▶ _What needs to be done_:
Please write out every line of the listing below verbatim, with no changes.

▶ _The input_:
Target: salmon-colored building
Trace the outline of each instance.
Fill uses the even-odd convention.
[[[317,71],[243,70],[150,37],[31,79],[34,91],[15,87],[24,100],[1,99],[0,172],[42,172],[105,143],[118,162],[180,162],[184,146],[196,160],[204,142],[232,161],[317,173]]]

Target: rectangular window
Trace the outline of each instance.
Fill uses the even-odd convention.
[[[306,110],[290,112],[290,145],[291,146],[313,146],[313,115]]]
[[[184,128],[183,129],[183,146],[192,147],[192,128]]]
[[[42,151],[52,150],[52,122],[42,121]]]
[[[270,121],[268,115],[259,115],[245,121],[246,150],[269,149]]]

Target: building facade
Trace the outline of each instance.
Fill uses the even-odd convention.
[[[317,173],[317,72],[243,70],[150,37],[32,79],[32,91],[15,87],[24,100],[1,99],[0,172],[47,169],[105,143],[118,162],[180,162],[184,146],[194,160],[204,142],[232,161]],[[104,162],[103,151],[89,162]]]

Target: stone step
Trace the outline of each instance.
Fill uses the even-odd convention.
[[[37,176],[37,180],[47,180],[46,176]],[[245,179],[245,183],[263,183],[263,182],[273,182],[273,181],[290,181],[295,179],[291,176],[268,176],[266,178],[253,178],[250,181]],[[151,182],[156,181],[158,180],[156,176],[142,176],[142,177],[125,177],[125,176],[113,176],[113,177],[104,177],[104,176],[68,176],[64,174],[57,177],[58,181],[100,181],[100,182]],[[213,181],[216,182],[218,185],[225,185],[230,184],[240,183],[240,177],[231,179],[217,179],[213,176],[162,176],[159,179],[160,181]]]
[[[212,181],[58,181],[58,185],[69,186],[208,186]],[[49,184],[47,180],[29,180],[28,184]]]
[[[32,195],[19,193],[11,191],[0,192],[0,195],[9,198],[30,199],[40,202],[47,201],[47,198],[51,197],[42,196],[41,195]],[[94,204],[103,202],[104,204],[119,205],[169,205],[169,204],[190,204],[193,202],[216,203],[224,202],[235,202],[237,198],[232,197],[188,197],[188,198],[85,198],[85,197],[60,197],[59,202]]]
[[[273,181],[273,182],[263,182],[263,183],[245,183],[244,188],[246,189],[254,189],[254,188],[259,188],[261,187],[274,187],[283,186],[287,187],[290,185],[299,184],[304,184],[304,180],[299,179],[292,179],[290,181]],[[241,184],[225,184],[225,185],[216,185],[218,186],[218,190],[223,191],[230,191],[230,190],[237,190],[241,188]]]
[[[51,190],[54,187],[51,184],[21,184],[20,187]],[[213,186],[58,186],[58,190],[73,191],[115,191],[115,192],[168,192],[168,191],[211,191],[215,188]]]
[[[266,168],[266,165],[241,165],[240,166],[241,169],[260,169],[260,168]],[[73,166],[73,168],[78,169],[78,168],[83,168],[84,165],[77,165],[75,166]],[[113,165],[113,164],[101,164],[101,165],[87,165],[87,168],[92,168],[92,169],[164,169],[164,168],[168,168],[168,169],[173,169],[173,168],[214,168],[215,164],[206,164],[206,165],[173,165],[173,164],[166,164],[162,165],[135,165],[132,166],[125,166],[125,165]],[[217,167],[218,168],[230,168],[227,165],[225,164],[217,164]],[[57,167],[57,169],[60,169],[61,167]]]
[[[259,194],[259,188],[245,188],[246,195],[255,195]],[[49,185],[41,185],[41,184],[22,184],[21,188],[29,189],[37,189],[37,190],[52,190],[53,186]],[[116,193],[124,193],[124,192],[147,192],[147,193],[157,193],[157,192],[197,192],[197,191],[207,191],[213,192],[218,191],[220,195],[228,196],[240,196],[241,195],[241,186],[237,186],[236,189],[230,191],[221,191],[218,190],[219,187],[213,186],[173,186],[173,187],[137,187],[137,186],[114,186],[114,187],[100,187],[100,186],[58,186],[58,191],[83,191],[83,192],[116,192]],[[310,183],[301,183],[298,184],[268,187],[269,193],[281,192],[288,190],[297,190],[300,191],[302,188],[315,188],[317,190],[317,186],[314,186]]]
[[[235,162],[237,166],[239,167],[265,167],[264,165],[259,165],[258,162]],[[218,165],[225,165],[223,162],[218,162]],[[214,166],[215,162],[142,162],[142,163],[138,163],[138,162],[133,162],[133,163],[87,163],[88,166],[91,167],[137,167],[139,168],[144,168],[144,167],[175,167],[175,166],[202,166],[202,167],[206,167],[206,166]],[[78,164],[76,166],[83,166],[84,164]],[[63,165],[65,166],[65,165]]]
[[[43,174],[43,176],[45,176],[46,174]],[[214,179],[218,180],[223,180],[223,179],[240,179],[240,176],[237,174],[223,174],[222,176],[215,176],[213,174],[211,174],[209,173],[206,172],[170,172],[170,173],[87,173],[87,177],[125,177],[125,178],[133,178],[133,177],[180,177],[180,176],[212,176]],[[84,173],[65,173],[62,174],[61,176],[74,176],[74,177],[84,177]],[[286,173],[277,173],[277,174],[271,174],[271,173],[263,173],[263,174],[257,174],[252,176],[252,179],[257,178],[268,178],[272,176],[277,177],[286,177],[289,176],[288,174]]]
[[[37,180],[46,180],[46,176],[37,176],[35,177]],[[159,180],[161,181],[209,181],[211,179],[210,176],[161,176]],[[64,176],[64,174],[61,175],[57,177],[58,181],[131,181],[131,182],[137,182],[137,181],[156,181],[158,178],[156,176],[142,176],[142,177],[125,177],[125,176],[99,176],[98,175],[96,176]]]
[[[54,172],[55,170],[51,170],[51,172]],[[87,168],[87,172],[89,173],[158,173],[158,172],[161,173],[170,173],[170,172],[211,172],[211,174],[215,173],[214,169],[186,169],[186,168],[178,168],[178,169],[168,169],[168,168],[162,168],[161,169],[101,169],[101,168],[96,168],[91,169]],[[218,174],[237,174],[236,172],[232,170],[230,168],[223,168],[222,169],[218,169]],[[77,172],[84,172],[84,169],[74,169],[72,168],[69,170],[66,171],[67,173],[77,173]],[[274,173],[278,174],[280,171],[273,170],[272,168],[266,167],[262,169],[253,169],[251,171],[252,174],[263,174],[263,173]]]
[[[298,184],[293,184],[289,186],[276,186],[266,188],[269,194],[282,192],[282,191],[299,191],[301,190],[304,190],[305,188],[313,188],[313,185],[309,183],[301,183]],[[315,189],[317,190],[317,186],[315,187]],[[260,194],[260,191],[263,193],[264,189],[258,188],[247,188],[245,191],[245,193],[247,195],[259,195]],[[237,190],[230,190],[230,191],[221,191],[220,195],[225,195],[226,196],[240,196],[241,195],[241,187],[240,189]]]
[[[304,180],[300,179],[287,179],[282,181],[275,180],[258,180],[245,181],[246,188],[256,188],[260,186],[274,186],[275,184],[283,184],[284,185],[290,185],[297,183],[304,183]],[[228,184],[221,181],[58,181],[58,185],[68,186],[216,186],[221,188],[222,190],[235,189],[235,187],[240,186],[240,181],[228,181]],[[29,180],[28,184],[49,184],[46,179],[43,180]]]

▶ _Right answer_:
Target: salmon-colored building
Trace the outline of each instance.
Fill uses the even-odd convention.
[[[317,71],[243,70],[150,37],[31,79],[34,91],[15,87],[24,100],[1,99],[0,172],[42,172],[105,143],[118,162],[180,162],[184,146],[196,160],[204,142],[232,161],[317,173]]]

Target: rectangular window
Trace the outline of each instance.
Fill uses the even-odd convention.
[[[306,110],[290,112],[290,145],[291,146],[313,146],[313,115]]]
[[[184,128],[183,129],[183,146],[192,147],[192,128]]]
[[[42,151],[52,150],[52,122],[42,121]]]
[[[270,121],[268,115],[259,115],[245,121],[246,150],[269,149]]]

Target: building facade
Trace the outline of each instance.
Fill uses the even-odd convention.
[[[317,173],[317,72],[243,70],[150,37],[32,79],[32,91],[15,87],[24,100],[1,99],[0,172],[47,169],[105,143],[118,162],[180,162],[184,146],[194,160],[204,142],[232,161]],[[104,162],[103,151],[89,162]]]

Target: stone step
Trace the outline of each instance.
Fill uses the even-odd convention.
[[[37,176],[37,180],[47,180],[46,176]],[[245,179],[245,183],[263,183],[263,182],[273,182],[273,181],[290,181],[295,179],[291,176],[268,176],[266,178],[253,178],[250,181]],[[151,182],[156,181],[158,180],[156,176],[142,176],[142,177],[125,177],[125,176],[113,176],[113,177],[104,177],[104,176],[68,176],[64,174],[57,177],[58,181],[100,181],[100,182]],[[213,181],[216,182],[218,185],[225,185],[230,184],[240,183],[240,177],[231,179],[217,179],[213,176],[162,176],[159,179],[160,181]]]
[[[212,181],[58,181],[58,185],[69,186],[208,186]],[[49,184],[47,180],[29,180],[28,184]]]
[[[32,195],[19,193],[11,191],[0,192],[0,195],[9,198],[30,199],[40,202],[47,201],[47,198],[51,197],[42,196],[41,195]],[[94,204],[103,202],[104,204],[119,205],[169,205],[169,204],[190,204],[193,202],[216,203],[224,202],[235,202],[237,198],[232,197],[188,197],[188,198],[85,198],[85,197],[60,197],[59,202]]]
[[[273,181],[273,182],[263,182],[263,183],[245,183],[244,188],[246,189],[254,189],[254,188],[259,188],[261,187],[274,187],[283,186],[287,187],[290,185],[299,184],[304,184],[304,180],[299,179],[292,179],[290,181]],[[241,184],[225,184],[225,185],[216,185],[218,186],[218,190],[223,191],[230,191],[230,190],[237,190],[241,188]]]
[[[51,190],[54,187],[51,184],[21,184],[20,187]],[[213,186],[58,186],[58,190],[73,191],[115,191],[115,192],[168,192],[168,191],[211,191],[215,188]]]
[[[266,168],[266,165],[241,165],[240,166],[241,169],[260,169],[260,168]],[[73,166],[73,168],[78,169],[78,168],[83,168],[84,165],[77,165],[75,166]],[[113,165],[113,164],[101,164],[101,165],[87,165],[87,168],[92,168],[92,169],[164,169],[164,168],[168,168],[168,169],[173,169],[173,168],[214,168],[215,164],[206,164],[206,165],[173,165],[173,164],[166,164],[162,165],[135,165],[132,166],[125,166],[125,165]],[[217,167],[218,168],[230,168],[227,165],[225,164],[217,164]],[[57,167],[57,169],[60,169],[61,167]]]
[[[259,194],[259,188],[245,188],[246,195],[255,195]],[[49,185],[41,185],[41,184],[22,184],[21,188],[29,189],[37,189],[37,190],[52,190],[53,186]],[[116,193],[124,193],[124,192],[147,192],[147,193],[157,193],[157,192],[197,192],[197,191],[207,191],[213,192],[218,191],[220,195],[228,196],[240,196],[241,195],[241,186],[237,186],[236,189],[230,191],[221,191],[218,190],[219,187],[213,186],[173,186],[173,187],[137,187],[137,186],[114,186],[114,187],[100,187],[100,186],[58,186],[58,191],[83,191],[83,192],[116,192]],[[310,183],[301,183],[298,184],[268,187],[269,193],[281,192],[288,190],[297,190],[300,191],[302,188],[315,188],[317,190],[317,186],[314,186]]]
[[[235,162],[237,166],[239,167],[265,167],[264,165],[259,165],[258,162]],[[218,165],[225,165],[223,162],[218,162]],[[214,166],[215,162],[142,162],[142,163],[138,163],[138,162],[133,162],[133,163],[87,163],[88,166],[91,167],[137,167],[139,168],[144,168],[144,167],[175,167],[175,166],[202,166],[202,167],[206,167],[206,166]],[[78,164],[76,166],[83,166],[84,164]],[[63,165],[65,166],[65,165]]]
[[[43,174],[43,176],[45,176],[46,174]],[[214,179],[218,180],[223,180],[223,179],[240,179],[240,176],[237,174],[223,174],[222,176],[215,176],[213,174],[211,174],[209,173],[206,172],[170,172],[170,173],[87,173],[87,177],[125,177],[125,178],[133,178],[133,177],[180,177],[180,176],[212,176]],[[84,173],[65,173],[62,174],[61,176],[74,176],[74,177],[84,177]],[[286,173],[277,173],[277,174],[271,174],[271,173],[263,173],[263,174],[257,174],[252,176],[252,179],[257,178],[268,178],[272,176],[277,177],[286,177],[289,176],[288,174]]]
[[[37,180],[46,180],[46,176],[37,176],[35,177]],[[159,180],[161,181],[209,181],[211,179],[210,176],[161,176]],[[64,176],[64,174],[61,175],[57,177],[58,181],[131,181],[131,182],[137,182],[137,181],[156,181],[158,178],[156,176],[142,176],[142,177],[125,177],[125,176],[99,176],[98,175],[96,176]]]
[[[54,172],[55,170],[51,170],[51,172]],[[87,168],[87,172],[89,173],[158,173],[158,172],[161,173],[170,173],[170,172],[211,172],[211,174],[215,173],[214,169],[186,169],[186,168],[178,168],[178,169],[168,169],[168,168],[162,168],[161,169],[101,169],[101,168],[96,168],[91,169]],[[218,174],[237,174],[236,172],[232,170],[230,168],[223,168],[222,169],[218,169]],[[77,172],[84,172],[84,169],[74,169],[72,168],[69,170],[66,171],[67,173],[77,173]],[[274,173],[278,174],[280,171],[273,170],[272,168],[266,167],[262,169],[253,169],[251,171],[252,174],[263,174],[263,173]]]
[[[298,184],[293,184],[289,186],[276,186],[266,188],[269,194],[282,192],[282,191],[299,191],[301,190],[304,190],[305,188],[313,188],[313,185],[309,183],[301,183]],[[315,189],[317,190],[317,186],[315,187]],[[260,194],[260,191],[263,193],[264,189],[258,188],[247,188],[245,191],[245,193],[247,195],[259,195]],[[237,190],[230,190],[230,191],[221,191],[220,195],[225,195],[226,196],[240,196],[241,195],[241,187],[240,189]]]
[[[304,180],[300,179],[287,179],[282,181],[275,180],[258,180],[245,181],[246,188],[256,188],[260,186],[274,186],[275,184],[283,184],[284,185],[290,185],[297,183],[304,183]],[[228,184],[221,181],[58,181],[58,185],[68,186],[216,186],[221,188],[222,190],[235,189],[235,187],[240,186],[240,181],[228,181]],[[29,180],[28,184],[49,184],[46,179],[43,180]]]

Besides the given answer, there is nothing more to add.